TESTO PROPOSTO:

****

Domenico Quirico è libero e dopo cinque mesi di prigionia è tornato a riabbracciare i propri familiari e a riprendere il suo lavoro.
Il giornalista della Stampa è stato sequestrato in Siria il 6 aprile scorso assieme al professore belga Pierre Piccinin – considerato il vero obiettivo dei rapitori – una volta entrato nel Paese attraverso il confine con il Libano.
Da quel momento è iniziata la sua odissea. Quirico e Piccinin sono passati di mano in mano dai militari dell’Esercito Siriano Libero, ai predoni della brigata di insorti siriani “Abu Ammar” per terminare i vertici di comando della “Brigata Al Faruk“, di cui la “Abu Ammar” è una delle articolazioni.
Dopo mesi di ricerche, il 9 settembre la svolta. Grazie allo sforzo congiunto degli uomini dell’Aise, il nostro Servizio estero, e gli agenti del Milli Istibarat Teskilati, i Servizi segreti Turchi, i due sono stati liberati e rilasciati non lontano da uno dei valichi della frontiera turca.
Ma quali sono i dettagli del lavoro di mediazione che ha consentito agli ostaggi di tornare alla propria vita? Ecco le ipotesi di Corriere della Sera, Repubblica e Messaggero, che raccontano in modo differente quale riscatto ci sarebbe dietro la libertà di Quirico e Piccinin.
LA VERSIONE DEL CORRIERE
Secondo il quotidiano di via Solferino, in un pezzo a firma di Fiorenza Sarzanini, la nota del governo belga che ringrazia l’Italia “per l’eccellente collaborazione” e precisa di aver “rifiutato di prendere parte a ogni forma di negoziato riguardante un eventuale pagamento di riscatto”, in realtà non deve ingannare. Perché è possibile che soldi siano stati versati, però non sembra essere stato questo l’elemento chiave per risolvere il caso.

****

MATERIALE DI LAVORO:
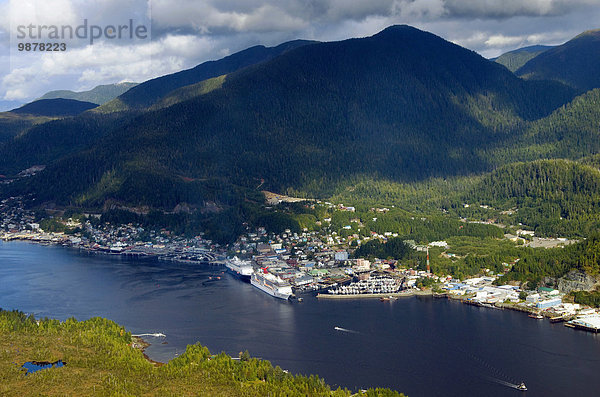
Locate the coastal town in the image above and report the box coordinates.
[0,193,600,332]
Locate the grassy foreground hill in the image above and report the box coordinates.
[0,310,402,397]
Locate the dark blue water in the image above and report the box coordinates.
[0,242,600,397]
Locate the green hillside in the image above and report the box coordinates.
[0,112,135,175]
[0,309,403,397]
[38,83,137,105]
[11,98,98,117]
[9,26,572,208]
[0,112,53,142]
[96,40,312,112]
[492,45,553,72]
[516,30,600,91]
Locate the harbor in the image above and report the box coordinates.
[0,238,600,397]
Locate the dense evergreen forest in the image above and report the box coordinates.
[0,26,600,278]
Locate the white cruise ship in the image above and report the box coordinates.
[250,269,292,299]
[225,256,254,280]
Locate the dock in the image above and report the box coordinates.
[317,290,432,300]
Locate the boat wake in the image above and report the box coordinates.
[486,376,519,390]
[333,327,360,334]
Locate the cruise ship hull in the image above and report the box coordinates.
[250,277,292,300]
[227,267,250,283]
[225,257,254,281]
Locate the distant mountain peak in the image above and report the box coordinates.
[516,29,600,91]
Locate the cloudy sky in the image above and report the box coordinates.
[0,0,600,110]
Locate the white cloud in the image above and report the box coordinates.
[0,0,600,104]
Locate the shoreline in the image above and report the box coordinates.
[316,290,433,300]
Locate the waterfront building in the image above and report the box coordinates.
[535,298,562,309]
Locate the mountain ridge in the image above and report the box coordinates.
[3,25,573,208]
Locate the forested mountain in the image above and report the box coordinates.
[0,112,141,175]
[516,30,600,92]
[4,26,573,208]
[490,45,553,72]
[98,40,312,112]
[489,89,600,164]
[461,160,600,236]
[0,112,53,142]
[11,98,98,117]
[38,83,137,105]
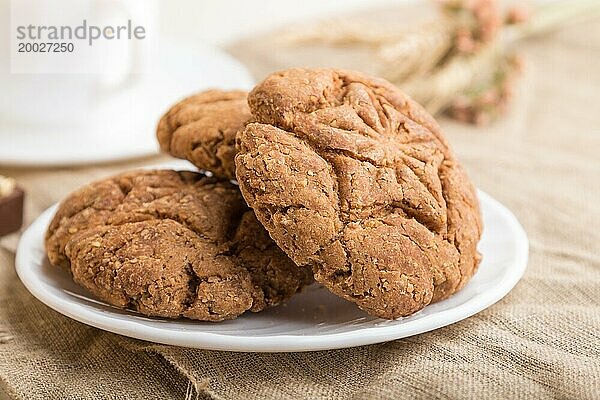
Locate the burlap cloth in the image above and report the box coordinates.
[0,6,600,399]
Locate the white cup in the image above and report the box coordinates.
[0,0,158,127]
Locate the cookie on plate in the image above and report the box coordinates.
[156,90,251,179]
[45,170,312,321]
[235,69,482,319]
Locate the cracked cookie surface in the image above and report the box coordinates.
[45,170,312,321]
[236,69,482,319]
[156,90,251,179]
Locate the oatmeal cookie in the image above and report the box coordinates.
[235,69,482,319]
[45,170,312,321]
[156,90,251,179]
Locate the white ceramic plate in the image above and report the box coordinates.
[0,42,253,167]
[16,191,528,352]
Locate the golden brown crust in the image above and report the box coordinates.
[236,69,481,318]
[45,170,312,321]
[156,90,251,179]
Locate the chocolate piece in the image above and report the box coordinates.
[0,187,25,236]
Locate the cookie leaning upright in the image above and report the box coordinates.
[236,69,481,318]
[45,170,312,321]
[156,90,251,179]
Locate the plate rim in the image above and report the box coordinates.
[15,189,529,352]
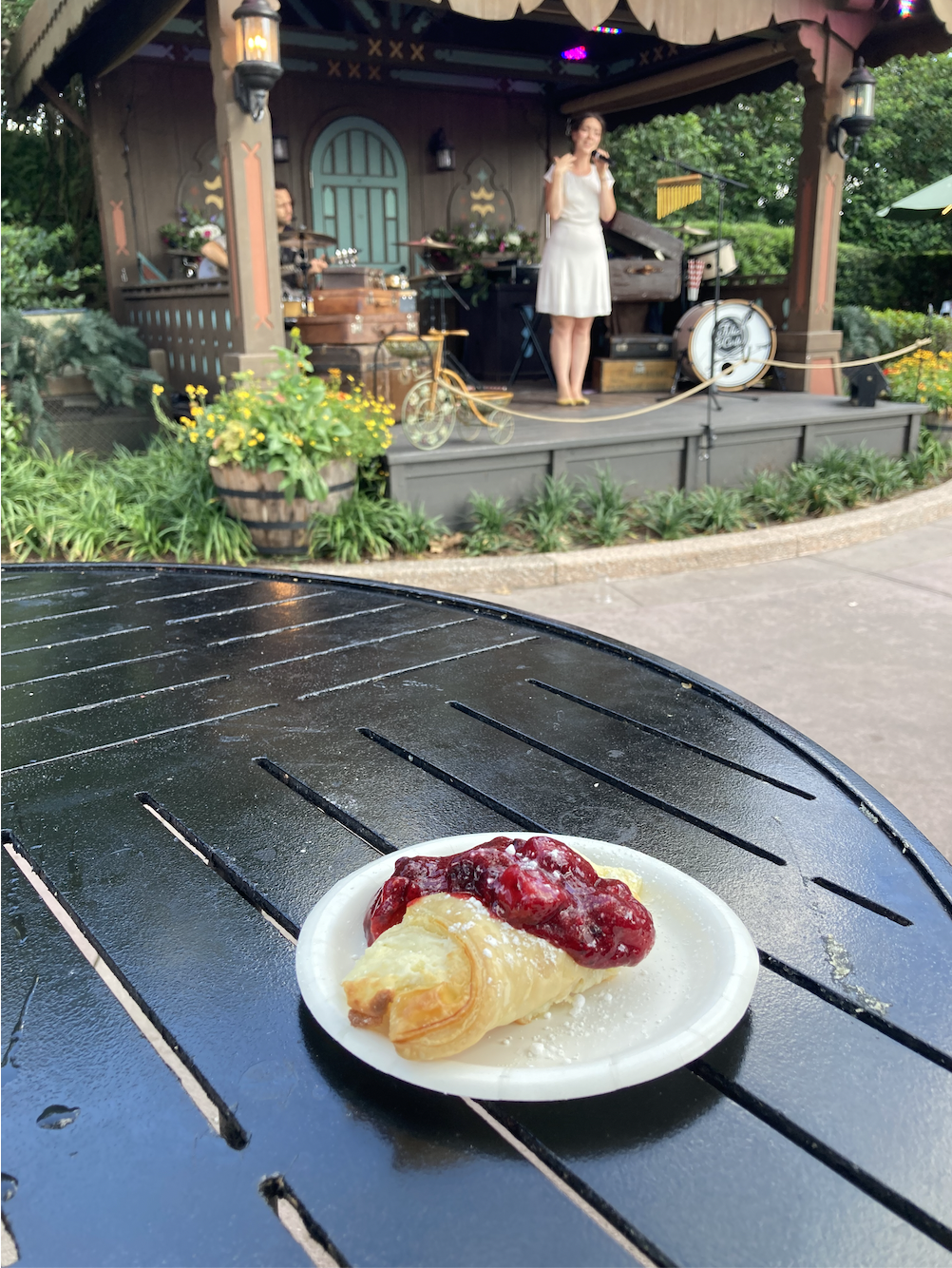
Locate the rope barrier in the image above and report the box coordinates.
[443,338,932,422]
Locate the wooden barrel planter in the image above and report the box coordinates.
[209,458,357,555]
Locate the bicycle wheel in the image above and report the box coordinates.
[402,379,456,449]
[486,410,516,445]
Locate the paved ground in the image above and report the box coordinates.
[466,519,952,859]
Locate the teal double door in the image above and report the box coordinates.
[311,115,407,269]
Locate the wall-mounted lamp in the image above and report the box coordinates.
[827,57,876,159]
[429,128,456,171]
[232,0,283,123]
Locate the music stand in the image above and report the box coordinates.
[668,159,751,471]
[505,304,555,392]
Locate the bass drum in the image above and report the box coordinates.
[675,299,777,392]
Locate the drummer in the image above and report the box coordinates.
[274,183,329,290]
[198,183,327,282]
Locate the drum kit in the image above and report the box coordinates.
[675,224,777,392]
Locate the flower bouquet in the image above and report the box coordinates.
[431,224,539,304]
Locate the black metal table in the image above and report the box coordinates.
[3,566,952,1265]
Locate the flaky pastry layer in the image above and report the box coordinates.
[342,866,641,1062]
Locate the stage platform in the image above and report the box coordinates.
[387,387,925,528]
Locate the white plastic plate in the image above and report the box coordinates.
[296,832,759,1101]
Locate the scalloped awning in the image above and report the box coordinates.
[4,0,187,110]
[437,0,952,45]
[5,0,952,109]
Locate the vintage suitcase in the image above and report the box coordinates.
[298,311,420,346]
[312,286,417,317]
[608,256,680,301]
[608,334,675,361]
[311,344,429,418]
[592,356,676,392]
[321,263,384,290]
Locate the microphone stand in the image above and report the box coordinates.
[668,159,751,483]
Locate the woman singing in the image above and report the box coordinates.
[536,114,616,405]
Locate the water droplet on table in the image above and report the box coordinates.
[37,1105,80,1131]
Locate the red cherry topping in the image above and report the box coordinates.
[364,836,654,969]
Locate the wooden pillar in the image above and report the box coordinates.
[205,0,284,375]
[86,79,140,325]
[777,23,853,394]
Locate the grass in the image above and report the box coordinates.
[3,428,952,563]
[464,429,952,554]
[310,489,447,563]
[3,436,255,563]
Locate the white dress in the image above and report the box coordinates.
[535,163,615,317]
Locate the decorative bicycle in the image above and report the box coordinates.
[387,330,516,449]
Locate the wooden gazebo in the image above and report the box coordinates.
[5,0,952,394]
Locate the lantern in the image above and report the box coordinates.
[827,57,876,159]
[232,0,281,123]
[429,128,456,171]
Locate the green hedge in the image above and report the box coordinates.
[692,220,952,312]
[837,242,952,313]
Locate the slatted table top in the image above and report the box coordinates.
[1,566,952,1265]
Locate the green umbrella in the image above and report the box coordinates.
[876,176,952,221]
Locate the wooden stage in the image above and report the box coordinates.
[388,386,925,528]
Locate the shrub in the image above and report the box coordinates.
[669,218,793,281]
[3,311,160,449]
[0,398,29,462]
[886,348,952,413]
[153,330,393,501]
[837,242,952,312]
[3,436,254,563]
[463,493,512,555]
[0,214,103,308]
[904,428,952,485]
[311,489,447,563]
[691,485,747,532]
[519,475,581,554]
[635,489,695,542]
[743,471,807,524]
[580,467,631,547]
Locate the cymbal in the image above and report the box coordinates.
[277,229,337,251]
[397,233,463,251]
[407,269,466,285]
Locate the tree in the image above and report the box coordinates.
[606,84,804,224]
[841,53,952,254]
[606,53,952,254]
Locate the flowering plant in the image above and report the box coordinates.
[886,348,952,414]
[432,224,539,303]
[159,206,221,255]
[152,329,393,501]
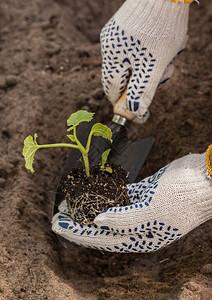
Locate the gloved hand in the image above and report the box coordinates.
[100,0,192,123]
[52,146,212,252]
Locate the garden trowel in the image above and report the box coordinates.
[53,91,154,214]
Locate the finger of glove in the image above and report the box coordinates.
[159,64,175,85]
[127,64,165,119]
[52,212,162,253]
[102,60,130,104]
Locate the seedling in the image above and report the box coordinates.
[100,149,113,173]
[23,110,112,177]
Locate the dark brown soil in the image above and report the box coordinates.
[61,164,129,225]
[0,0,212,300]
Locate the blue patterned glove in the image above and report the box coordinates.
[101,0,189,123]
[52,154,212,253]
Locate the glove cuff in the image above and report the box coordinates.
[206,145,212,180]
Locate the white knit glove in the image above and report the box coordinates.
[52,154,212,252]
[101,0,189,123]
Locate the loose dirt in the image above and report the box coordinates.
[0,0,212,300]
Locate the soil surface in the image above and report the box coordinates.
[62,163,130,225]
[0,0,212,300]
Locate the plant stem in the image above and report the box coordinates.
[37,143,79,149]
[82,153,90,177]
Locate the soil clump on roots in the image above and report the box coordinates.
[62,164,129,225]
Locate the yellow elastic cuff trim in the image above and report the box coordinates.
[171,0,194,3]
[206,145,212,179]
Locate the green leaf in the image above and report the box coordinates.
[22,134,39,173]
[67,110,94,126]
[102,149,111,168]
[67,134,75,142]
[91,123,112,143]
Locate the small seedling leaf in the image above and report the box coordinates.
[67,134,75,142]
[67,110,94,130]
[91,123,112,143]
[102,149,111,168]
[22,134,39,173]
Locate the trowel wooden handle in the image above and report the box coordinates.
[113,89,135,121]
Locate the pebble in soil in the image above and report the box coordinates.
[61,164,129,225]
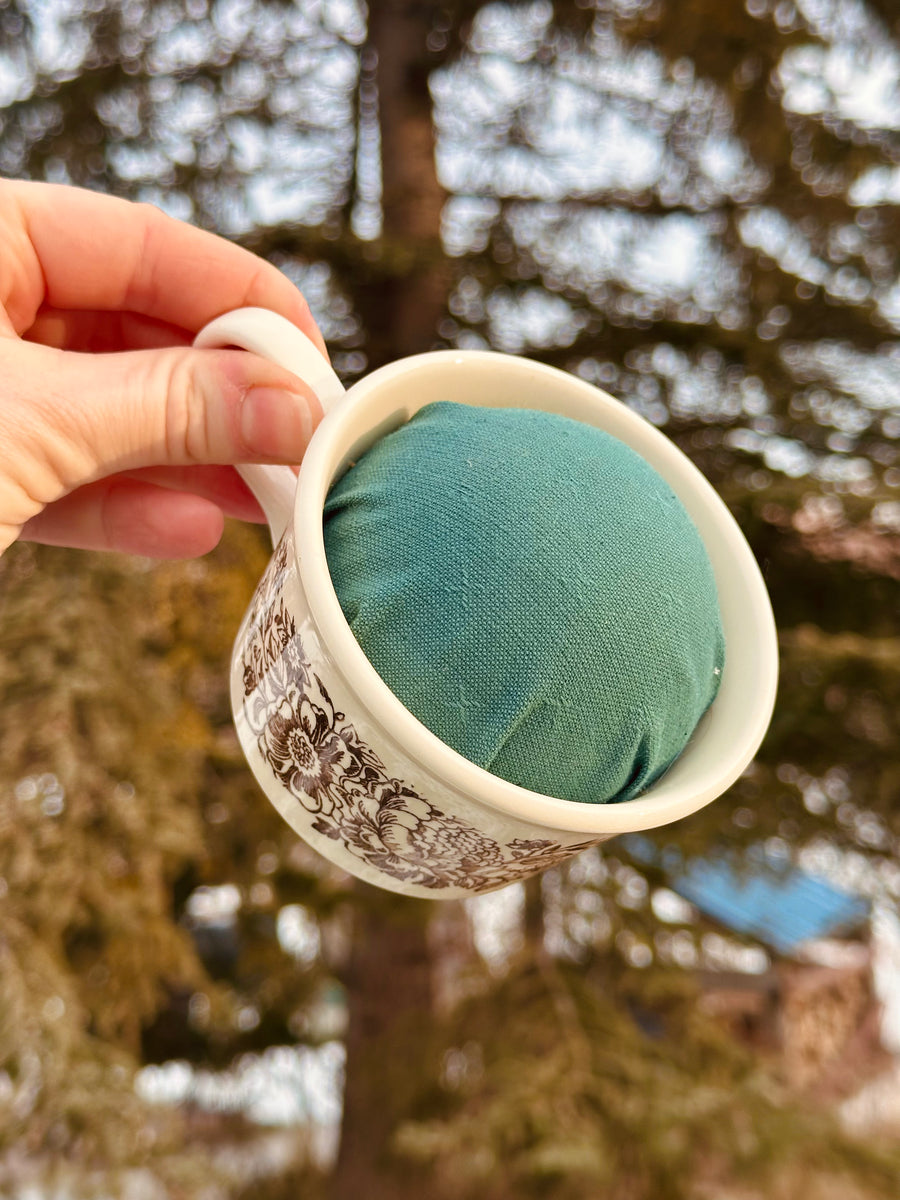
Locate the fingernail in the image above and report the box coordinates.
[241,388,312,462]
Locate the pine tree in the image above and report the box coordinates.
[0,0,900,1200]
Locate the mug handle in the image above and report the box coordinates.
[193,308,346,545]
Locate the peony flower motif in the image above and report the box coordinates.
[241,540,590,889]
[259,689,352,812]
[331,780,511,888]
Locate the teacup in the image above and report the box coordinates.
[196,308,778,899]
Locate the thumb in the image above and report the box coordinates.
[62,347,322,474]
[0,342,322,521]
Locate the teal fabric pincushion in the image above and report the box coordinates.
[324,402,725,803]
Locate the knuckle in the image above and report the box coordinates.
[161,353,211,463]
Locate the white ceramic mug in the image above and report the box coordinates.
[196,308,778,899]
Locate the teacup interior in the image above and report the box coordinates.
[295,352,776,828]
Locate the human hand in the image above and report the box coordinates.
[0,180,325,558]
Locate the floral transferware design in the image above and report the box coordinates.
[241,538,594,890]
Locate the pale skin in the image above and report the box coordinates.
[0,180,325,558]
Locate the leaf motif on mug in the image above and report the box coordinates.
[241,535,595,890]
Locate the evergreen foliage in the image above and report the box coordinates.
[0,0,900,1200]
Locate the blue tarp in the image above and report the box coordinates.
[626,836,870,954]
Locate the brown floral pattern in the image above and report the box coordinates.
[241,539,594,890]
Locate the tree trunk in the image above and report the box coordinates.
[330,883,432,1200]
[356,0,450,366]
[331,9,449,1200]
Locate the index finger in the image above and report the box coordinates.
[4,181,326,353]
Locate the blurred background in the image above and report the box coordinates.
[0,0,900,1200]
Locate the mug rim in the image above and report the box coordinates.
[292,350,778,838]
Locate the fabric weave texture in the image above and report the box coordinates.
[324,401,725,803]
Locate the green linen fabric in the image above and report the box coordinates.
[324,402,725,803]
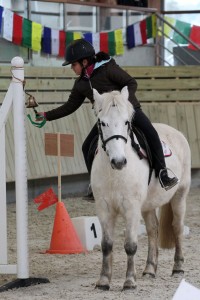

****

ESERCIZI:
• A. Estrai dall'articolo sulla liberazione di Quirico il passo che parte da "Domenico Quirico è" e arriva a "una delle articolazioni.", copiandolo senza cambiare nulla.
• B. Riscrivi soltanto le righe dei record che vanno dall'inizio dei record fino alla riga con "[0,242,600,397]", entrambe comprese, mettendo "Find" al posto di "Locate" e lasciando tutto il resto com'è. Non includere le immagini.
Il testo e i record sono due materiali distinti, da tenere separati.

SOLUZIONI:
• A.
Domenico Quirico è libero e dopo cinque mesi di prigionia è tornato a riabbracciare i propri familiari e a riprendere il suo lavoro.
Il giornalista della Stampa è stato sequestrato in Siria il 6 aprile scorso assieme al professore belga Pierre Piccinin – considerato il vero obiettivo dei rapitori – una volta entrato nel Paese attraverso il confine con il Libano.
Da quel momento è iniziata la sua odissea. Quirico e Piccinin sono passati di mano in mano dai militari dell’Esercito Siriano Libero, ai predoni della brigata di insorti siriani “Abu Ammar” per terminare i vertici di comando della “Brigata Al Faruk“, di cui la “Abu Ammar” è una delle articolazioni.

• B.
Find the coastal town in the image above and report the box coordinates.
[0,193,600,332]
Find the grassy foreground hill in the image above and report the box coordinates.
[0,310,402,397]
Find the dark blue water in the image above and report the box coordinates.
[0,242,600,397]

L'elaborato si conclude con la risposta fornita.